**GIVEN EXERCISE A**
Which extremist groups are named in the platform language Rockefeller proposed, as quoted in the post about the 1964 Republican convention?
++++ READING TEXT
Posted by Warm Southern Breeze on Thursday, February 11, 2021

Maine Republican Senator Susan Collins

A significant number of the American people have been bamboozled, swindled, and otherwise cheated and lied to for at least the past 40+ years, at least since 1980, and beginning in earnest in January 1981 with the Reagan administration.

In actuality, the Republican party’s seeds of destruction were sown in 1964 at the Republican National Convention in Daly City, California when then-New York Governor Nelson Rockefeller warned the assembled delegates that

“The Republican party is in real danger of subversion
by
a radical, well-financed,
and
highly disciplined minority.”  

He was given 5 minutes to address the delegates, but was booed for over 16 minutes.

Why?

He was seeking the inclusion of language in the official party platform which would have said,

“The Republican Party fully respects the contribution of responsible criticism, and defends the right of dissent in the democratic process. But we repudiate the efforts of irresponsible, extremist groups, such as the Communists, the Ku Klux Klan, the John Birch Society and others, to discredit our Party by their efforts to infiltrate positions of responsibility in the Party, or to attach themselves to its candidates.”

One would think that such language condemning and repudiating the Ku Klux Klan, Communists, John Birch Society members, and others, would have been welcomed.

Ku Klux Klansmen rally in support of Arizona Senator Barry Goldwater, the GOP 1964 Presidential nominee.
++++++++
++++ RECORD SET
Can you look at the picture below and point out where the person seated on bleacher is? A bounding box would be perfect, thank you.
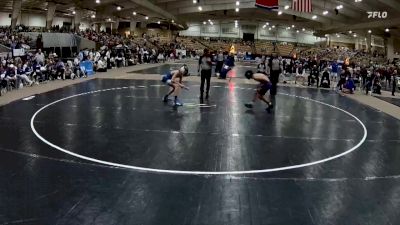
[17,64,33,86]
[319,67,331,88]
[56,59,65,80]
[65,60,75,80]
[31,61,44,84]
[342,76,356,94]
[96,58,107,72]
[2,64,17,88]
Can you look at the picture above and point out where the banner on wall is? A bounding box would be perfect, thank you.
[256,0,279,10]
[79,61,94,76]
[13,48,25,57]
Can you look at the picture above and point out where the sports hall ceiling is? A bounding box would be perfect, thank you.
[0,0,400,36]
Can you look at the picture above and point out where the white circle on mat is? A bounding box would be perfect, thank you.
[30,85,368,175]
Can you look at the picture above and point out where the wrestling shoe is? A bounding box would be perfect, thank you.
[244,103,253,109]
[162,95,168,102]
[174,99,183,106]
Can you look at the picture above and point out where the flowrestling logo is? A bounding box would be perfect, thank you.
[367,11,387,19]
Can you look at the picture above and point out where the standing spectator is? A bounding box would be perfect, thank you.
[392,70,398,96]
[198,49,212,100]
[35,48,44,63]
[269,54,281,96]
[215,50,224,76]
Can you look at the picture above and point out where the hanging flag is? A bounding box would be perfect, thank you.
[256,0,279,10]
[292,0,312,13]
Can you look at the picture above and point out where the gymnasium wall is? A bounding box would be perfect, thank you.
[179,22,325,44]
[0,12,82,29]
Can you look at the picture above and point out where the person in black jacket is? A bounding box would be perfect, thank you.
[392,70,397,96]
[308,64,319,87]
[199,49,212,100]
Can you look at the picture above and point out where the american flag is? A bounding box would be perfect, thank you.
[292,0,312,13]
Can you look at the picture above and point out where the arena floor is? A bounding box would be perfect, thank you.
[0,65,400,225]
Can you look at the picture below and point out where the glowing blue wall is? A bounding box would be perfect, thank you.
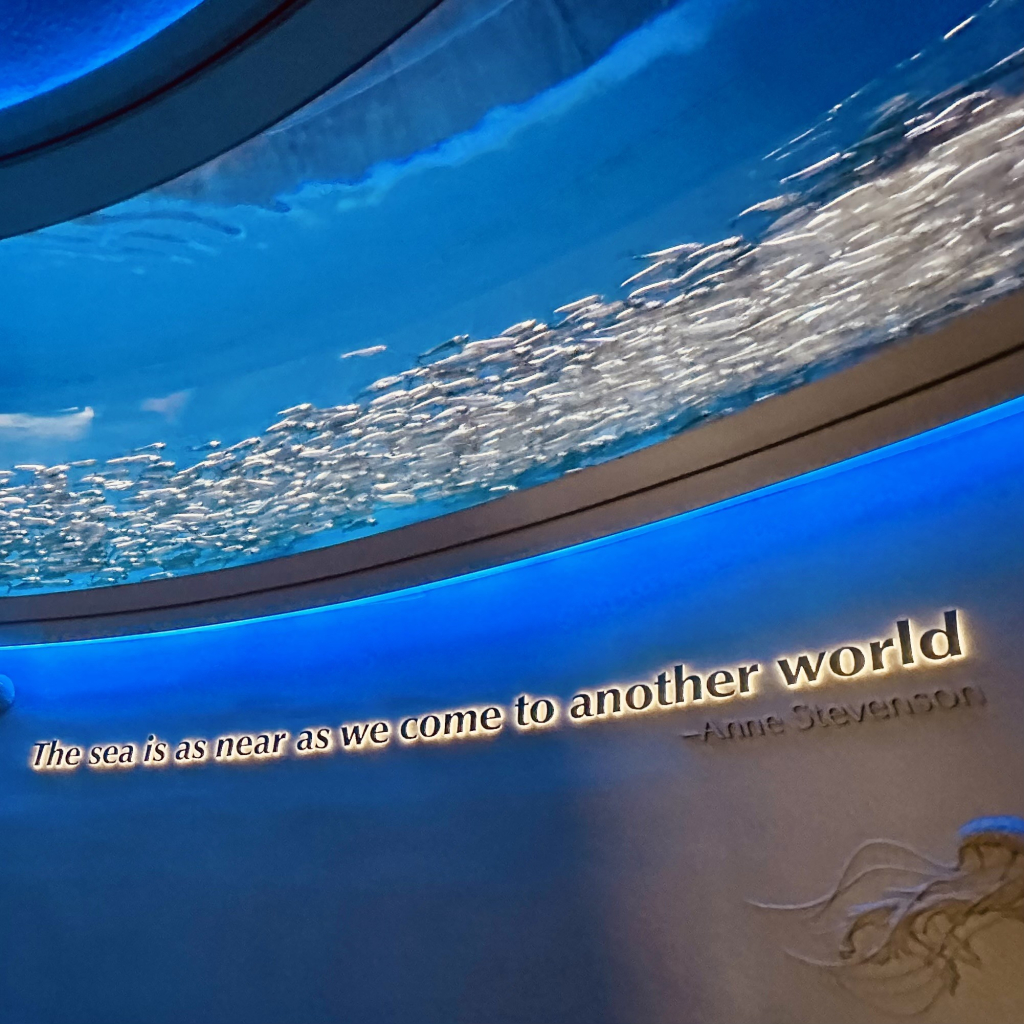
[0,400,1024,1024]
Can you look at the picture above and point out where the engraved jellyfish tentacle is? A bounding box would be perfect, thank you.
[746,839,954,910]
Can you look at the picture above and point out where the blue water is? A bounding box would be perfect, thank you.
[0,0,202,110]
[0,0,977,463]
[0,0,1024,589]
[0,400,1024,1024]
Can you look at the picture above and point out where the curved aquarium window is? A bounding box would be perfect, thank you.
[0,0,1024,593]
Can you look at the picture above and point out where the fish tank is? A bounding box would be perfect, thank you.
[0,0,1024,594]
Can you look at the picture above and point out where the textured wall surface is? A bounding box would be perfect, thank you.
[0,401,1024,1024]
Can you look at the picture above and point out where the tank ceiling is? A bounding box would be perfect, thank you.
[0,0,1024,593]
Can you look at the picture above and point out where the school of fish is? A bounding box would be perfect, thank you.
[0,51,1024,592]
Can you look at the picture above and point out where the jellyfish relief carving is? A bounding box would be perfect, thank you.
[752,815,1024,1015]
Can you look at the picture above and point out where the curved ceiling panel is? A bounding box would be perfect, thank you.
[0,0,1024,592]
++++++++
**GIVEN EXERCISE B**
Filter the entries above: which lines contain the word "blue"? Copy each of them.

**EXERCISE OUTPUT A**
Communists; the Ku Klux Klan; the John Birch Society

**EXERCISE OUTPUT B**
Can you look at the picture below and point out where the glowing blue wall is? A bounding box would be perfect, thank you.
Can you look at the picture above and point out where the blue water is? A bounding box would be perfect, thank you.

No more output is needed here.